→ **ФРАГМЕНТ ТЕКСТА**:

Насколько непопулярными были эти правила, можно увидеть из судебных разбирательств, специально назначенных для проведения их в жизнь. Они были созданы, чтобы побороть одну из самых крупных сил в мире – упрямство и независимость настоящих англичан, которые, пережив три столетия иноземного господства, стали еще более упрямыми и независимыми, чем прежде. Так, констебли Керкби в Уорикшире передали в магистраты, что Уильям Мартин долгое время не работал, а работать мог, «но наотрез отказался это делать». В Линкольншире была такая же история: Уильям, де Кеберн из Лимберга, пахарь, не шел на службу, кроме как только на несколько дней или месяц, не ел солонины, но требовал свежего мяса и, так как «никто не смел нанять его, он привык наниматься в нарушение статута нашего господина короля», он незаконно покинул город. Настолько ненавистен был механизм приведения этого закона в действие, что в Тоттенгеме в Мидлсексе, так же, как и в Нортгемптоншире и Линкольншире, судьи изгонялись из своих мест толпами разозленных рабочих. И личные интересы побуждали рабочих так же, как и работодателей, нарушать закон. «Присяжные сотни Барличвея, – говорится в протоколе Уорикширской ассизы, – представляют, что Алиса Портрив, жена Уильяма Портрива из Хенли, платит чрезмерное жалование прядильщицам. Там же, они представляют, что Джеффри де Уэлнфорд, ректор Кинетонской церкви, заплатил своим двум дворовым слугам за зиму восемь шиллингов вместе с их содержанием и ежедневной едой, которую они имели в его собственном доме»[387].

→ **НАД ЧЕМ РАБОТАТЬ**:
a – Перечислите всех людей, названных по имени во фрагменте текста о трудовых правилах.
b – Ответьте по фрагменту текста о трудовых правилах:
(i) Где, по словам фрагмента, толпы разозлённых рабочих изгоняли судей?
(ii) Что не ел Уильям де Кеберн и чего он требовал?
(iii) Сколько заплатил Джеффри де Уэлнфорд своим двум дворовым слугам за зиму?
c – Напишите продолжение фрагмента текста о трудовых правилах, начиная сразу после его последнего предложения.

→ **ИЗВЛЕЧЁННЫЕ ДАННЫЕ**:

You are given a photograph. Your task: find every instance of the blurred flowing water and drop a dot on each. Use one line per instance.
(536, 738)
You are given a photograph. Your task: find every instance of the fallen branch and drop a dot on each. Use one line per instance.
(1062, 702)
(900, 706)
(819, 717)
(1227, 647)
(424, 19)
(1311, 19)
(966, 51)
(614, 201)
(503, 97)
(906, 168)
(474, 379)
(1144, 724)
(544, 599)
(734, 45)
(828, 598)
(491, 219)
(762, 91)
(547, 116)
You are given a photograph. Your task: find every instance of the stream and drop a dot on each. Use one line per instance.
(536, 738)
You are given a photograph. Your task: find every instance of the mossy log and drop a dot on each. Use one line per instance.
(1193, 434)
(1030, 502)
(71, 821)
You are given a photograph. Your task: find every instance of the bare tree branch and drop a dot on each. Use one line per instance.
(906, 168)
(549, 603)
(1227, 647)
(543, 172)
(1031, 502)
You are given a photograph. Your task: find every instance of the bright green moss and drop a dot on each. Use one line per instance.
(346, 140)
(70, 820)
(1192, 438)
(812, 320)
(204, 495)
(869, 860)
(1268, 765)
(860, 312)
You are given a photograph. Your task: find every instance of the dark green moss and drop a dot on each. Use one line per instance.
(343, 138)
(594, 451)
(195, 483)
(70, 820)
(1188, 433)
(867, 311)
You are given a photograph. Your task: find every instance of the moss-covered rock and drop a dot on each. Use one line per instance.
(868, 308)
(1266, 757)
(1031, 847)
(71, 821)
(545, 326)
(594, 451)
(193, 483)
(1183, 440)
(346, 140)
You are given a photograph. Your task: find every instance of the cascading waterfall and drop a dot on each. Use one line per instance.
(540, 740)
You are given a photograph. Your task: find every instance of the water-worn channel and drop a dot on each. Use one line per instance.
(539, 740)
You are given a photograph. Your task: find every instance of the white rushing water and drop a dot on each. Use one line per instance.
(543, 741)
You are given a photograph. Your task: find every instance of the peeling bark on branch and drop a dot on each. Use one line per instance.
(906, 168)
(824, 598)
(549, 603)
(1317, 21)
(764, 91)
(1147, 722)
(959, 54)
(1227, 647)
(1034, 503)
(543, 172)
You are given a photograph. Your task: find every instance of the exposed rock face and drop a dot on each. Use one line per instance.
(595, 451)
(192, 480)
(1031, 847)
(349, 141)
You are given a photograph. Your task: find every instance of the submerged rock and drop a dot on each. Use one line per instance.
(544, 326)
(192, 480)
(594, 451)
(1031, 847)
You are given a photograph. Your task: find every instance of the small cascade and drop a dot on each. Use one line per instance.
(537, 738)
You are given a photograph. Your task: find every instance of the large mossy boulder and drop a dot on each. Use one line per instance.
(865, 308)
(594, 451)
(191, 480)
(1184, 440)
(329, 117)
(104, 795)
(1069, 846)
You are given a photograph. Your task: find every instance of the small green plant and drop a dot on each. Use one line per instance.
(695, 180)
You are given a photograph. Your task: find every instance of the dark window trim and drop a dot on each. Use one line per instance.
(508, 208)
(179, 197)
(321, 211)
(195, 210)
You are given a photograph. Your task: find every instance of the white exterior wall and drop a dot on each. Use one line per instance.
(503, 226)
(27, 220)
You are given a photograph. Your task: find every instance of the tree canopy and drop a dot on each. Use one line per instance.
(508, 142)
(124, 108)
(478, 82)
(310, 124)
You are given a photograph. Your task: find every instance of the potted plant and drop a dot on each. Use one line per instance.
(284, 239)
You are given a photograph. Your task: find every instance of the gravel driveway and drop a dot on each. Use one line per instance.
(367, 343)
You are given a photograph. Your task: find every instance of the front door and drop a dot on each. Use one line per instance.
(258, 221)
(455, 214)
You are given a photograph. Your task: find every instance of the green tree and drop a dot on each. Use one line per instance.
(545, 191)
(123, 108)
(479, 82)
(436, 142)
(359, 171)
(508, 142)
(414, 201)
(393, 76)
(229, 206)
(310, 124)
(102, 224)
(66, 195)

→ **ГОТОВЫЕ РЕШЕНИЯ**:
a –
Уильям Мартин
Уильям де Кеберн
Алиса Портрив
Уильям Портрив
Джеффри де Уэлнфорд

b –
(i) В Тоттенгеме в Мидлсексе, а также в Нортгемптоншире и Линкольншире.
(ii) Он не ел солонины и требовал свежего мяса.
(iii) Восемь шиллингов вместе с их содержанием и ежедневной едой.

c –
Исключительно эгоистичное, каковым такое законодательство и было, и за это очень резко осуждалось, принимая во внимание повсеместное падение ренты, землевладельцы, в особенности мелкие, столкнулись с очень серьезными трудностями. В 1353 году, спустя четыре года после Черной Смерти, 25 нортумберлендских приходов все еще были не в состоянии платить какие бы то ни было налоги, в то время как на другом конце страны управляющий принца Уэльского в Корнуолле докладывал, что на протяжении двух лет он не смог получить какие-либо поборы в любой части герцогства из-за «недостатка держателей, которые умерли во времена смертельной болезни». В том же году шериф Бедвордшира и Бекингемшира потребовал назад из казначейства деньги, выплаченные в предыдущем году сотнями за фермы, бейлифы же этих сотен, в свою очередь, отказались собирать их на обычных условиях из-за падения своих доходов[388].

При этом даже в 1354 году вице-шериф Камберленда жаловался, что большая часть манориальных земель королевского замка Карлайл все еще находилась в запустении и лежала необработанной «по причине смертельной болезни, недавно свирепствовавшей в этих землях», замечательный показатель того, как быстро страна оживала после этого испытания. Несмотря на то, что смертность была выше, чем ожидаемая сегодня от ядерной войны, Англия показала удивительную стойкость. В произведении величайшего английского поэта той эпохи присутствует только одно упоминание, да и то косвенное, о Черной Смерти, которая три раза пронеслась по Англии во времена его юности и ранней зрелости. Но люди тогда были гораздо больше привычны к смерти, нежели теперь, а Чосер вырос в качестве пажа при королевском дворе, который почти полностью избежал судьбы, постигшей остальную часть общества. Даже в день Св. Георга 1349 года, когда чума все еще свирепствовала в Лондоне, первая служба Ордена Подвязки состоялась в Виндзоре, каждый рыцарь с плюмажем и в голубой мантии подвязки занял свое место; великолепный двуручный меч, с которым король появился в этот день, все еще висит позади алтаря церкви Св. Георга.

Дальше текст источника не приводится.